## Instructions
1 > What amount did the jury's verdict against Seaboard come to in the railroad court opinion?
2 > Proceed with the railroad court opinion, picking up right after its final sentence.

## Exercise passage

Seaboard Coast Line Railroad v. Hendrickson

212 So. 2d 901 | Fla. Dist. Ct. App. | 1968

LILES, Chief Judge.

This is the second appearance of this case before this court. In Atlantic Coast Line Railroad Co. v. Hendrickson, 190 So.2d 178, we affirmed the judgment of the trial court. The Supreme Court granted certiorari, but before a decision was rendered, a motion to dismiss by appellant Seaboard resulted in an order to remand to the trial court for the entry of a proper final judgment. The present appeal is from that rectified final judgment.

The appellee brought this action under the Wrongful Death Act, §§ 768.01 and 768.02, Florida Statutes, F.S.A., to recover damages for the death of her husband as a result of car-train collision at one of appellant’s crossings. At trial Seaboard pleaded the comparative negligence statute, § 768.06, Florida Statutes, F.S.A. Both parties requested and were granted an instruction on comparative negligence. The jury returned a verdict favorable to appel-lee and against Seaboard in the amount of $137,200.

Shortly after Seaboard filed its notice of appeal, the Supreme Court in the case of Georgia Southern and Florida Railway Company v. Seven-Up Bottling Company, Fla.1965, 175 So.2d 39, declared the comparative negligence statute unconstitutional. Seaboard argues now, as it did on its first appearance before us, that it was error to charge the jury on comparative negligence, despite the fact that both parties requested that instruction. When this case was first before us, we took the position that this argument was without merit because of the doctrine of invited error, and because the appellant failed to preserve the error, by objection or otherwise, in the trial court. See 190 So.2d 178, at 182. Since that time, however, the Supreme Court in three decisions, Florida East Coast Railway Company v. Rouse, Fla.1967, 194 So.2d 260; Atlantic Coast Line Railroad Company v. Braz, Fla.1967, 196 So.2d 109; and Seaboard Air Line Railroad Company v. Williams, Fla.1967, 199 So.2d 469, has held that in cases involving railroad accidents where the jury, after being charged on the comparative negligence statute, brings in a verdict against the railroad, a new trial must be had if the appeal from the case was pending when the Supreme Court declared the comparative negligence statute unconstitutional, regardless of the facts that the constitutional issue was raised for the first time on appeal and that the appellant railroad requested the faulty instruction.

## Source material
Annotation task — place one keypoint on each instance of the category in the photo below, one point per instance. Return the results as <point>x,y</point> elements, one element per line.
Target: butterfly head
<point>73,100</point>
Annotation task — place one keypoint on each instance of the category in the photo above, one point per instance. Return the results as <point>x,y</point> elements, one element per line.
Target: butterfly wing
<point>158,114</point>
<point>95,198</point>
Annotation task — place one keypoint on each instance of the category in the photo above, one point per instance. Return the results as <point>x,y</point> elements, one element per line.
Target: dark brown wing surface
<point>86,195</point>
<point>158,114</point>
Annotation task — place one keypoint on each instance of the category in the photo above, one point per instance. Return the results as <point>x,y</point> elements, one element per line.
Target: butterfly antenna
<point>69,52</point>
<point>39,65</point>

--

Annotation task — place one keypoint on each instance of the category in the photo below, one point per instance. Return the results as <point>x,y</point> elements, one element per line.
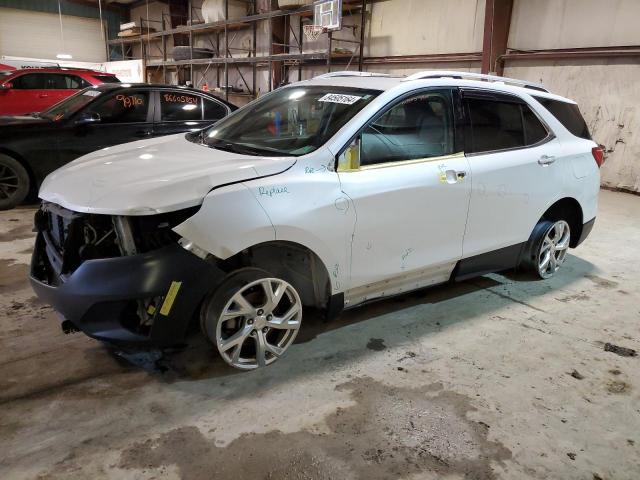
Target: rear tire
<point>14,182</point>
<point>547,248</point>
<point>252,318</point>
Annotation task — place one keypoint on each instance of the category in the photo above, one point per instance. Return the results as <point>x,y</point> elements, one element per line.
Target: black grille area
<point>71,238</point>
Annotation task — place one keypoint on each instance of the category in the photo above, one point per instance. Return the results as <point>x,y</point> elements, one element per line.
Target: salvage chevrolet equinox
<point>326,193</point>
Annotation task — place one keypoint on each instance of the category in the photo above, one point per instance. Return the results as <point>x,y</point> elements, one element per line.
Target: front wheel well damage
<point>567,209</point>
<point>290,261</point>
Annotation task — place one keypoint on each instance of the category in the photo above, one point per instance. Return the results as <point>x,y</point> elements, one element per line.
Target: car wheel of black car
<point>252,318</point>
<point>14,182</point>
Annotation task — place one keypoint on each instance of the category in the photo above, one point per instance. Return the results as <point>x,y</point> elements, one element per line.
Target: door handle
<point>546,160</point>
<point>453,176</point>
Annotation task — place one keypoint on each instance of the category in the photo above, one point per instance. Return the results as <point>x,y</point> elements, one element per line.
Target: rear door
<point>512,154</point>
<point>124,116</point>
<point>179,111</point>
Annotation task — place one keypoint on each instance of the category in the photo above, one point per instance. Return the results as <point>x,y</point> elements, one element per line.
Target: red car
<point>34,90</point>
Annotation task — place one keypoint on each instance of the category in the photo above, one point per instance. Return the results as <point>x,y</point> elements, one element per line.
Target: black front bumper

* * *

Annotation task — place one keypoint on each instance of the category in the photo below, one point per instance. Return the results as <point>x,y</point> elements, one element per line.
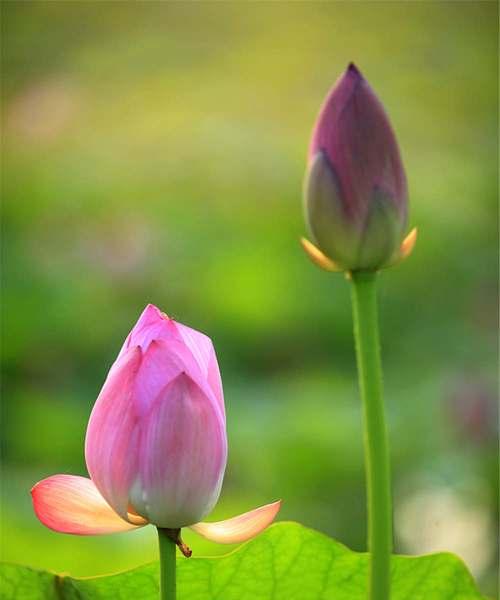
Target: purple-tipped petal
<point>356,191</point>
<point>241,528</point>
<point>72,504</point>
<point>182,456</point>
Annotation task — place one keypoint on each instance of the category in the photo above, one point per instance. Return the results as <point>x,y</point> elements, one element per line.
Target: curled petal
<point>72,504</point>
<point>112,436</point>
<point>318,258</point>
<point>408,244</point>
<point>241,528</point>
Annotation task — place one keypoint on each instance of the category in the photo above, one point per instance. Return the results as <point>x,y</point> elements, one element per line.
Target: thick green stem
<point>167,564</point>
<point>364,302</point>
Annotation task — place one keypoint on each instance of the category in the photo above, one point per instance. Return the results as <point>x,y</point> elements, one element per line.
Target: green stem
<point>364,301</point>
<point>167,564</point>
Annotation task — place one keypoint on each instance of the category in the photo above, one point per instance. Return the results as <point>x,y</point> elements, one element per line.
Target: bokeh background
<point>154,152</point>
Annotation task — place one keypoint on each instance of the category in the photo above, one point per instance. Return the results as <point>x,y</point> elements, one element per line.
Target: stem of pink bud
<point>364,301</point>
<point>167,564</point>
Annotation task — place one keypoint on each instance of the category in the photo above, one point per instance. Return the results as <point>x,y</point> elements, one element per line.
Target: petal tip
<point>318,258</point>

## Exercise results
1 > $137,200.

2 >
Although we feel bound by these three cases to reverse and remand the instant case for a new trial, we do so only for the sake of consistency and uniformity in the administration of justice, and not because we agree with the reasoning in Rouse, Braz and Williams. We feel the Supreme Court in rendering those decisions overlooked the damage that was done thereby to the fundamental doctrine of invited error, and to the axiom requiring an appellant to preserve error in the trial court.

Rule 1.470(b) of the Florida Rules of Civil Procedure, 30 F.S.A. provides in part:

“No party may assign as error the giving of any charge unless he objects thereto at such time or the failure to give any charge unless he requested the same.”

Seaboard not only failed to object to the comparative negligence instruction, but actually requested it to be given. The cases are legion in which our appellate courts have refused to consider a claimed error in an instruction when no objection was made to it at the trial. See, e. g., Williams v. State, 1893, 32 Fla. 251, 13 So. 429; Eicholz v. Frey, Fla.App.1965, 173 So.2d 771; City of Miami Beach v. Belle Isle Apt. Corp., Fla.App.1965, 177 So.2d 884. The law was equally well settled that one could not properly complain on appeal of error for which he was himself re*903sponsible, nor for rulings or instructions that he had requested the trial court to make. Roe v. Henderson, 1939, 139 Fla. 386, 190 So. 618; Escambia County Electric Light & Power Co. v. Sutherland, 1911, 61 Fla. 167, 55 So. 83; North Shore Hospital, Inc. v. Luzi, Fla.App.1967, 194 So.2d 63; Karl v. David Ritter, Sportservice, Inc., Fla.App.1964, 164 So.2d 23.

Having reversed and remanded for a new trial on this point the remaining questions raised are without merit.

HOBSON and MANN, JJ., concur.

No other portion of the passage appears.